Your objective: Give the lines below again exactly, starting with the line that holds "locate the white car in the photo above" and going on through the line that holds "locate the louvered window in the photo above".

Referring expression data:
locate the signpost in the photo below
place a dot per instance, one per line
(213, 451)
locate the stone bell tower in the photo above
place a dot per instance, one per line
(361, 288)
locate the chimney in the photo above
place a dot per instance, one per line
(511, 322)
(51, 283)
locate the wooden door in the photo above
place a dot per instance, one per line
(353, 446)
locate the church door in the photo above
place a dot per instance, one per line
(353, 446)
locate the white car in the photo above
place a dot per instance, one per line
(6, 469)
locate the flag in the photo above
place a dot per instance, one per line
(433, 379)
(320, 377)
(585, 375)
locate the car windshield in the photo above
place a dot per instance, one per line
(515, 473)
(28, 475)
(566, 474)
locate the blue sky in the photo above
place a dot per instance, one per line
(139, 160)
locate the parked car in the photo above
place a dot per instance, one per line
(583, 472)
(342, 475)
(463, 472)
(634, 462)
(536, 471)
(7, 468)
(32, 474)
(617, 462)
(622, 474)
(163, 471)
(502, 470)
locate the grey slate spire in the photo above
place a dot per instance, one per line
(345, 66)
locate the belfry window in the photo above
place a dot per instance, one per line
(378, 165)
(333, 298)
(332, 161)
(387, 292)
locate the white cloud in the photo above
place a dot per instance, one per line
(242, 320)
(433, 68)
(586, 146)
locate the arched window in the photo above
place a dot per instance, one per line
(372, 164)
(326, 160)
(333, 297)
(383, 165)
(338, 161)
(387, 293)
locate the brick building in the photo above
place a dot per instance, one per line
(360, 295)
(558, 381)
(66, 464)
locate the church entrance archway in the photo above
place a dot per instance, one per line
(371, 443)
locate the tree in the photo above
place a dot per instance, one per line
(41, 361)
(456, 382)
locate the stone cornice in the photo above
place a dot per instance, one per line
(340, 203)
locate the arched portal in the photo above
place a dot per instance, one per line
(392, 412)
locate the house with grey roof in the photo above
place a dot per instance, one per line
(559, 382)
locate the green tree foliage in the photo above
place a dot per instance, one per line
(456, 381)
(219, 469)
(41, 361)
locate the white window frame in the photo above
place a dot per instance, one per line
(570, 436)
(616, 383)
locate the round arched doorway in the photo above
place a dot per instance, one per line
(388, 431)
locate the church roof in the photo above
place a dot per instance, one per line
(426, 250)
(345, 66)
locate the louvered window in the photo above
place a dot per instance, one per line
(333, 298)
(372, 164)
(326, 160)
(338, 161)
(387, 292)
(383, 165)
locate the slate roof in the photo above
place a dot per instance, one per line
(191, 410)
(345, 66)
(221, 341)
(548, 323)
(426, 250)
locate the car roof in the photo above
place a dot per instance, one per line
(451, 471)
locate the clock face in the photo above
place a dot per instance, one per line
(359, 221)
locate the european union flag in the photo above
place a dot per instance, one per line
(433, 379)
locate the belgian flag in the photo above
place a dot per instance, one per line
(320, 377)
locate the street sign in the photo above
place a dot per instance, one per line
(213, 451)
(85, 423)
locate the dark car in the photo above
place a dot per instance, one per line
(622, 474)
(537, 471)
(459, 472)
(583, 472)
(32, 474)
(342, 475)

Response to the task:
locate the white car in the photo above
place a dot per instance, one per line
(6, 469)
locate the flag in the photo above
place a dot per instance, one per line
(433, 379)
(320, 377)
(585, 375)
locate the car windshield in the photo above
place a dot per instance, one per line
(515, 473)
(28, 475)
(566, 474)
locate the blue sky in the photo above
place a dot per instance, one per line
(139, 160)
locate the parked car in the photo above
place a dot per instance, one per line
(583, 472)
(342, 475)
(463, 472)
(634, 462)
(536, 471)
(7, 468)
(32, 474)
(617, 462)
(622, 474)
(163, 471)
(502, 470)
locate the grey slate spire in the photo above
place a dot per instance, one per line
(345, 66)
locate the belfry window in the photo above
place a dot per instance, one per line
(378, 165)
(333, 298)
(332, 161)
(387, 292)
locate the white cloud in the photo above
place a dot per instance, one per line
(242, 320)
(433, 68)
(586, 146)
locate the arched window in the photo above
place a dot per instance, one per line
(372, 164)
(326, 160)
(333, 297)
(383, 165)
(338, 161)
(387, 293)
locate the brick building in the photo above
place a dot per instance, one per line
(360, 295)
(558, 381)
(66, 464)
locate the church entrance archway in the photo above
place a dot per instance, one per line
(371, 443)
locate the tree in the photo above
place a dot per instance, one per line
(41, 361)
(456, 382)
locate the stone cornice in the photo above
place a dot per instance, one per line
(340, 203)
locate the arched portal in the photo above
place a dot per instance, one per line
(392, 412)
locate the house with grey roof in the photo above
place a dot per instance, one per line
(559, 382)
locate the green tree foliage in the photo above
place a dot per instance, one per line
(456, 381)
(219, 469)
(41, 361)
locate the white window frame in the photo above
place a dot per instance, one per line
(570, 436)
(616, 383)
locate the round arched doorway in the photo above
place a dot per instance, one per line
(388, 431)
locate the church roof in the photo above
place a dot per instance, one per line
(426, 250)
(345, 66)
locate the louvered window in the photo above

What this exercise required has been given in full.